---------- EXTRAIT DU DOCUMENT ----------

Après le cinéma, le théâtre s'empare du scandale du Mediator avec "Mon Coeur", une plongée bouleversante dans le quotidien d'une femme qui paye très cher son désir de minceur. La pièce est donnée au Théâtre des Bouffes du NordThéâtre avant une tournée.

"Ce médicament va vous aider. Et en plus, il est remboursé par la sécurité sociale: elle est pas belle la vie?" C'est avec ces mots que la généraliste de Claire Tabard lui prescrit du Mediator, un médicament initialement destiné aux diabétiques mais largement prescrit comme coupe-faim, avec pour conséquences de graves lésions cardiaques.

La metteure en scène Pauline Bureau a choisi de concentrer dans ce personnage de femme le parcours des nombreuses victimes du Mediator qu'elle a rencontrées pour écrire la pièce, de Paris à Lille, Marseille, Carcassonne ou Dinard.

Émue par une interview à la radio en 2014 d'Irène Frachon, la pneumologue qui a révélé le scandale, Pauline Bureau est allée à la rencontre de ses patients, d'un avocat, de spécialistes du droit des victimes.

Elle écrit finalement "l'histoire d'une femme qui contient un peu de chacune des personnes que j'ai rencontrées". Claire Tabard est jeune, jolie, mais elle n'arrive pas à perdre ses kilos après sa grossesse. Sa généraliste lui prescrit le fameux coupe-faim.

Claire le prend pendant 7 ans. Bingo! Elle redevient mince, une nécessité dans son travail de vendeuse de lingerie. Mais elle s'essouffle, est épuisée en permanence.

La pièce la montre haletante dans un test d'effort chez le cardiologue. Puis c'est l'opération à coeur ouvert pour remplacer les valves, très réaliste, au point que certains spectateurs quittent la salle.

L'opération est une réussite. Mais c'est en fauteuil roulant que Claire rentre chez elle. Elle va reprendre une vie de malade, diminuée. Sa vie affective et sexuelle s'effondre. Son estime de soi aussi, avec cette énorme cicatrice qui court entre les deux seins.

La pièce de théâtre dissèque comme dans le film "La Fille de Brest" d'Emmanuelle Bercot les étapes du combat d'Irène Frachon, le dialogue de sourds avec les experts de l'Agence française de sécurité sanitaire des produits de santé, le retrait du marché (en 2009, cinq ans après l'Espagne et l'Italie).

- Point de vue féministe -

Mais là où le film se concentrait sur la figure héroïque d'Irène Frachon (Sidse Babett Knudsen), la pièce met l'accent sur les victimes, souvent des femmes modestes complexées par leur poids dans une société aux normes esthétiques implacables.

---------- JEU DE DONNÉES ----------

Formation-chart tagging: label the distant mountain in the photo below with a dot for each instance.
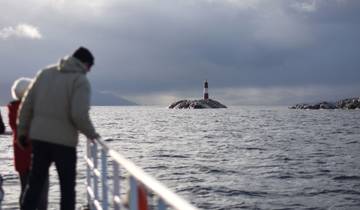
(109, 99)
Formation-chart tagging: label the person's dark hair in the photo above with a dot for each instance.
(84, 55)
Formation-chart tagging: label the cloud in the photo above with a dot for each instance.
(21, 31)
(305, 6)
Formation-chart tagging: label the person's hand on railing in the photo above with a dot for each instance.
(93, 140)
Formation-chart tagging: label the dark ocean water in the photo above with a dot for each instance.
(235, 158)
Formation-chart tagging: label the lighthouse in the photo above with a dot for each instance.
(206, 93)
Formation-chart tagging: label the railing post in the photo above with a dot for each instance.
(133, 194)
(161, 205)
(88, 173)
(116, 185)
(95, 178)
(104, 179)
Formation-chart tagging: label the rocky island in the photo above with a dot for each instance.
(349, 103)
(204, 103)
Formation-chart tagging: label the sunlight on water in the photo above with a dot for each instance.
(236, 158)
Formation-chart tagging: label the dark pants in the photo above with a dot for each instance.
(42, 204)
(43, 154)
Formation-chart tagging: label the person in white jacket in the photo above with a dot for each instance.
(52, 113)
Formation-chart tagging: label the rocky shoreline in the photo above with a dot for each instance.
(349, 103)
(197, 104)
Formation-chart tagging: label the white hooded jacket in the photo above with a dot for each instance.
(56, 106)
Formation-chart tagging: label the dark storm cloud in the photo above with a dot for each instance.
(144, 47)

----------

**CONSIGNE**
Dans l'extrait sur la pièce « Mon Coeur », pendant combien de temps Claire Tabard prend-elle le Mediator ?

**ZONE DE RÉPONSE**
Elle le prend pendant 7 ans.